━━━━━ Material provided
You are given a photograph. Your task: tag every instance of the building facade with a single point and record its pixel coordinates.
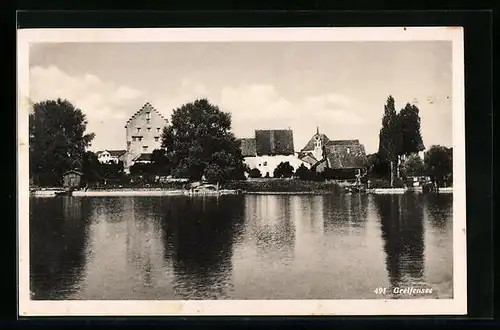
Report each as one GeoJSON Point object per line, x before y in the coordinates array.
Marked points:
{"type": "Point", "coordinates": [110, 156]}
{"type": "Point", "coordinates": [143, 134]}
{"type": "Point", "coordinates": [268, 149]}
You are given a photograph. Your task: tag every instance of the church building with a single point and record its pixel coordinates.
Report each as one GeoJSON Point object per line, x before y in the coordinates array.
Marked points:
{"type": "Point", "coordinates": [143, 135]}
{"type": "Point", "coordinates": [347, 158]}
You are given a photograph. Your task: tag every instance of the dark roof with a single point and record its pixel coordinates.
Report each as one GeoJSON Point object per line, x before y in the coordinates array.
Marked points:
{"type": "Point", "coordinates": [247, 147]}
{"type": "Point", "coordinates": [73, 171]}
{"type": "Point", "coordinates": [146, 107]}
{"type": "Point", "coordinates": [346, 156]}
{"type": "Point", "coordinates": [274, 142]}
{"type": "Point", "coordinates": [308, 158]}
{"type": "Point", "coordinates": [310, 144]}
{"type": "Point", "coordinates": [343, 142]}
{"type": "Point", "coordinates": [143, 158]}
{"type": "Point", "coordinates": [116, 153]}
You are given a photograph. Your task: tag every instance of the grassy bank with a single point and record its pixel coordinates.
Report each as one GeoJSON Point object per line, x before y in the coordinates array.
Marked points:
{"type": "Point", "coordinates": [282, 185]}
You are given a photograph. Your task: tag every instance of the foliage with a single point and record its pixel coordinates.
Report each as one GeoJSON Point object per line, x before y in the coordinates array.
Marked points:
{"type": "Point", "coordinates": [303, 173]}
{"type": "Point", "coordinates": [160, 162]}
{"type": "Point", "coordinates": [438, 162]}
{"type": "Point", "coordinates": [254, 173]}
{"type": "Point", "coordinates": [283, 170]}
{"type": "Point", "coordinates": [199, 142]}
{"type": "Point", "coordinates": [57, 140]}
{"type": "Point", "coordinates": [377, 167]}
{"type": "Point", "coordinates": [412, 166]}
{"type": "Point", "coordinates": [390, 137]}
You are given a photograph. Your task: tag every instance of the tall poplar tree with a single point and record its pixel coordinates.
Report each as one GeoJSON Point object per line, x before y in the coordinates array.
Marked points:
{"type": "Point", "coordinates": [390, 136]}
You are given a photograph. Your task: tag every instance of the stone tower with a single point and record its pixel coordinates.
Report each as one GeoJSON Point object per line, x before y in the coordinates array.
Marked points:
{"type": "Point", "coordinates": [318, 146]}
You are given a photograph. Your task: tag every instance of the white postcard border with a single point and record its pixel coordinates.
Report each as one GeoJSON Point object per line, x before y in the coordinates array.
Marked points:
{"type": "Point", "coordinates": [457, 305]}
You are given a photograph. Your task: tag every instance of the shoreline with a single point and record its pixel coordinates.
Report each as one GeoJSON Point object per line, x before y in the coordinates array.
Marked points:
{"type": "Point", "coordinates": [223, 192]}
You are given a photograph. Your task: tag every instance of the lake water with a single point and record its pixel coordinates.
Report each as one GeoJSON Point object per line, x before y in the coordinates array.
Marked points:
{"type": "Point", "coordinates": [240, 247]}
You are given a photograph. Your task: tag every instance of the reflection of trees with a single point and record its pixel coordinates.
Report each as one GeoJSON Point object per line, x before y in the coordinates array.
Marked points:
{"type": "Point", "coordinates": [401, 219]}
{"type": "Point", "coordinates": [440, 208]}
{"type": "Point", "coordinates": [58, 234]}
{"type": "Point", "coordinates": [345, 211]}
{"type": "Point", "coordinates": [199, 237]}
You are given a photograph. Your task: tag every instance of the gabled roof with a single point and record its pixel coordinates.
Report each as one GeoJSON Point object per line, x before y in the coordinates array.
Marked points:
{"type": "Point", "coordinates": [343, 156]}
{"type": "Point", "coordinates": [73, 171]}
{"type": "Point", "coordinates": [274, 142]}
{"type": "Point", "coordinates": [248, 147]}
{"type": "Point", "coordinates": [143, 158]}
{"type": "Point", "coordinates": [146, 107]}
{"type": "Point", "coordinates": [116, 153]}
{"type": "Point", "coordinates": [310, 144]}
{"type": "Point", "coordinates": [308, 158]}
{"type": "Point", "coordinates": [343, 142]}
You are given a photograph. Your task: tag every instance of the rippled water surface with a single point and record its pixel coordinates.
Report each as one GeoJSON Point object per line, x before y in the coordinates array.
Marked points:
{"type": "Point", "coordinates": [240, 247]}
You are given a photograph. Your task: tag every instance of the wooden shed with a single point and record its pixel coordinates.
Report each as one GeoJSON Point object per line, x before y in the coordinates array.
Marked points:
{"type": "Point", "coordinates": [71, 179]}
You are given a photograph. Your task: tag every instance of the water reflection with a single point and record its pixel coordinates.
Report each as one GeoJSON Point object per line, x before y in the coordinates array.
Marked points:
{"type": "Point", "coordinates": [401, 218]}
{"type": "Point", "coordinates": [199, 236]}
{"type": "Point", "coordinates": [58, 235]}
{"type": "Point", "coordinates": [239, 247]}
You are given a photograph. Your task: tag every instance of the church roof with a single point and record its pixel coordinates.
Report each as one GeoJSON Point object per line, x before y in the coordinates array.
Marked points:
{"type": "Point", "coordinates": [248, 147]}
{"type": "Point", "coordinates": [146, 107]}
{"type": "Point", "coordinates": [310, 144]}
{"type": "Point", "coordinates": [308, 158]}
{"type": "Point", "coordinates": [274, 142]}
{"type": "Point", "coordinates": [343, 156]}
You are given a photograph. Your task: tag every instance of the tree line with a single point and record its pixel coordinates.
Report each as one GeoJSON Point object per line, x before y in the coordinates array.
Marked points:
{"type": "Point", "coordinates": [197, 143]}
{"type": "Point", "coordinates": [400, 141]}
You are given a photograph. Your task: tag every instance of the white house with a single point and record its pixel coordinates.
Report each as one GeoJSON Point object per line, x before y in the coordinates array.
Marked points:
{"type": "Point", "coordinates": [268, 149]}
{"type": "Point", "coordinates": [110, 156]}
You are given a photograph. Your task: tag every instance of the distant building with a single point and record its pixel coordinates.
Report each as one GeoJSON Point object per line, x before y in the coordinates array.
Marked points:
{"type": "Point", "coordinates": [110, 156]}
{"type": "Point", "coordinates": [268, 149]}
{"type": "Point", "coordinates": [143, 134]}
{"type": "Point", "coordinates": [72, 178]}
{"type": "Point", "coordinates": [343, 156]}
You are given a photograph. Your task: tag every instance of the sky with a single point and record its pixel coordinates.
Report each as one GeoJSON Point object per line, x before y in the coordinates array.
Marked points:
{"type": "Point", "coordinates": [340, 87]}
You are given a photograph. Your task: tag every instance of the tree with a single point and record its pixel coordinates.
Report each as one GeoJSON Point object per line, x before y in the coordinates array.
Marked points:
{"type": "Point", "coordinates": [412, 166]}
{"type": "Point", "coordinates": [283, 170]}
{"type": "Point", "coordinates": [199, 142]}
{"type": "Point", "coordinates": [409, 123]}
{"type": "Point", "coordinates": [390, 136]}
{"type": "Point", "coordinates": [57, 140]}
{"type": "Point", "coordinates": [438, 162]}
{"type": "Point", "coordinates": [303, 173]}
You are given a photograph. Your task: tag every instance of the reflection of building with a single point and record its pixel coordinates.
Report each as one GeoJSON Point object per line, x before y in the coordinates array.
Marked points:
{"type": "Point", "coordinates": [268, 149]}
{"type": "Point", "coordinates": [401, 220]}
{"type": "Point", "coordinates": [144, 131]}
{"type": "Point", "coordinates": [71, 179]}
{"type": "Point", "coordinates": [346, 158]}
{"type": "Point", "coordinates": [110, 156]}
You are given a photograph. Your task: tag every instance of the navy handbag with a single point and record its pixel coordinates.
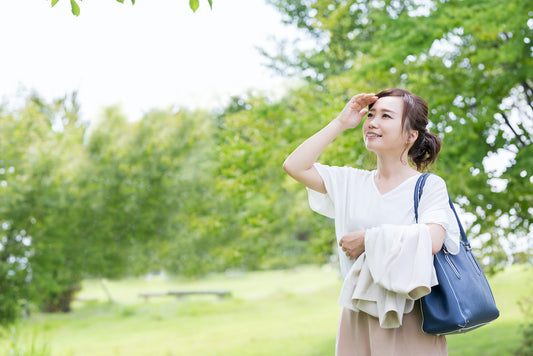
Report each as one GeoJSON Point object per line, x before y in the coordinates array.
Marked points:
{"type": "Point", "coordinates": [463, 300]}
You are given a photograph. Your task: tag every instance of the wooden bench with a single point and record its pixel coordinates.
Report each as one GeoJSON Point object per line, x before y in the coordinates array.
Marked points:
{"type": "Point", "coordinates": [181, 294]}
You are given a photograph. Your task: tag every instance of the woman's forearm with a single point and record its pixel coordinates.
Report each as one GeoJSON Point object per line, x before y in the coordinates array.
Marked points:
{"type": "Point", "coordinates": [299, 164]}
{"type": "Point", "coordinates": [301, 160]}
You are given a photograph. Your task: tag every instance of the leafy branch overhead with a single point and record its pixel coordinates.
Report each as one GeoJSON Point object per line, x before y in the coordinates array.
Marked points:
{"type": "Point", "coordinates": [193, 4]}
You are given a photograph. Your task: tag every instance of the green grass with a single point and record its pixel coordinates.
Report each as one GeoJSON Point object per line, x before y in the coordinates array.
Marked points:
{"type": "Point", "coordinates": [290, 312]}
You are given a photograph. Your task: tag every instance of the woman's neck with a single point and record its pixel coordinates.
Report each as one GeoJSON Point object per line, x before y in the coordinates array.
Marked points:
{"type": "Point", "coordinates": [393, 168]}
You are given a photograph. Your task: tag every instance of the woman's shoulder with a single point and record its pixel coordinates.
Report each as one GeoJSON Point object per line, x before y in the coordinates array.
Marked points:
{"type": "Point", "coordinates": [435, 181]}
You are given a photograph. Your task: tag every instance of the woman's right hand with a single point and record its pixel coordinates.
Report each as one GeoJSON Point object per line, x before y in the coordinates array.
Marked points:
{"type": "Point", "coordinates": [355, 110]}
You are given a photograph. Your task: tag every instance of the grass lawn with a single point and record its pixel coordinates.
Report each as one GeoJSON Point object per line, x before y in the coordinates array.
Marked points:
{"type": "Point", "coordinates": [288, 312]}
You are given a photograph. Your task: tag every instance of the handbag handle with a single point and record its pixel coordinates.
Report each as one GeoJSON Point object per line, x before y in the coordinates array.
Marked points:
{"type": "Point", "coordinates": [418, 194]}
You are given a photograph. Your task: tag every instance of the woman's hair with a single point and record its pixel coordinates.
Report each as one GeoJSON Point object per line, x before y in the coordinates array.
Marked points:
{"type": "Point", "coordinates": [425, 149]}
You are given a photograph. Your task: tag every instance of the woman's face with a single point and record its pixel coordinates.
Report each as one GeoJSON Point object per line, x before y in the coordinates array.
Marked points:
{"type": "Point", "coordinates": [382, 130]}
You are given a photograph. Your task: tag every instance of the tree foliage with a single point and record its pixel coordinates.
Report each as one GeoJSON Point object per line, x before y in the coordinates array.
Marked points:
{"type": "Point", "coordinates": [75, 7]}
{"type": "Point", "coordinates": [473, 63]}
{"type": "Point", "coordinates": [191, 192]}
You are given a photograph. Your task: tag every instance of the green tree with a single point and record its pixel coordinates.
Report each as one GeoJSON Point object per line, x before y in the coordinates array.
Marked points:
{"type": "Point", "coordinates": [75, 7]}
{"type": "Point", "coordinates": [472, 62]}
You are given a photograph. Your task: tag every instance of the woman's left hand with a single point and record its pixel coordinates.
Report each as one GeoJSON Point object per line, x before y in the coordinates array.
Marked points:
{"type": "Point", "coordinates": [353, 244]}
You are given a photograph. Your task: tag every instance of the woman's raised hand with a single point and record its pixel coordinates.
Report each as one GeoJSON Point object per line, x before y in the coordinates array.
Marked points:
{"type": "Point", "coordinates": [355, 109]}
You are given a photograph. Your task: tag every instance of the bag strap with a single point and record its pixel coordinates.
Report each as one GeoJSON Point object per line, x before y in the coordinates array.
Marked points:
{"type": "Point", "coordinates": [418, 194]}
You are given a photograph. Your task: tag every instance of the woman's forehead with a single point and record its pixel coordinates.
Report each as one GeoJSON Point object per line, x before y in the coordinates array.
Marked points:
━━━━━━━━━━
Stated goal | Beginning with the line that contains "the green tree", quote each line exactly through the last line of the entries above, and nothing beyond them.

Output below |
You are given a photograph. Your task: tag every instance of the green tree with a single point and record its pixel coordinates.
Report each as one GeoJSON Point object per line, x before y in the coordinates array.
Marked points:
{"type": "Point", "coordinates": [75, 7]}
{"type": "Point", "coordinates": [472, 62]}
You are given a photograph. Your task: tag every instance of the woman's left hand with a single point and record its pixel coordinates.
Report each as one GeoJSON Point object per line, x before y in the coordinates array.
Marked points:
{"type": "Point", "coordinates": [353, 244]}
You are given a photograph. Your task: tag every instance of the woman's raised hand with a single point and record its pixel coordinates.
Report each as one GeoJSON Point object per line, x before y in the coordinates array.
Marked points:
{"type": "Point", "coordinates": [355, 109]}
You are given a photograph. Your task: tag every instance of the bag strap with a single point and record its pixel coordinates.
Report each as one GeoJSON Point object per line, x before y in the coordinates array.
Marked points:
{"type": "Point", "coordinates": [418, 194]}
You are given a photograph. Your task: tag every instance of the woman's forehead with a single point and record its pixel coordinates.
Report each as one GeoJSON Point object per line, x before y in the coordinates array.
Marked points:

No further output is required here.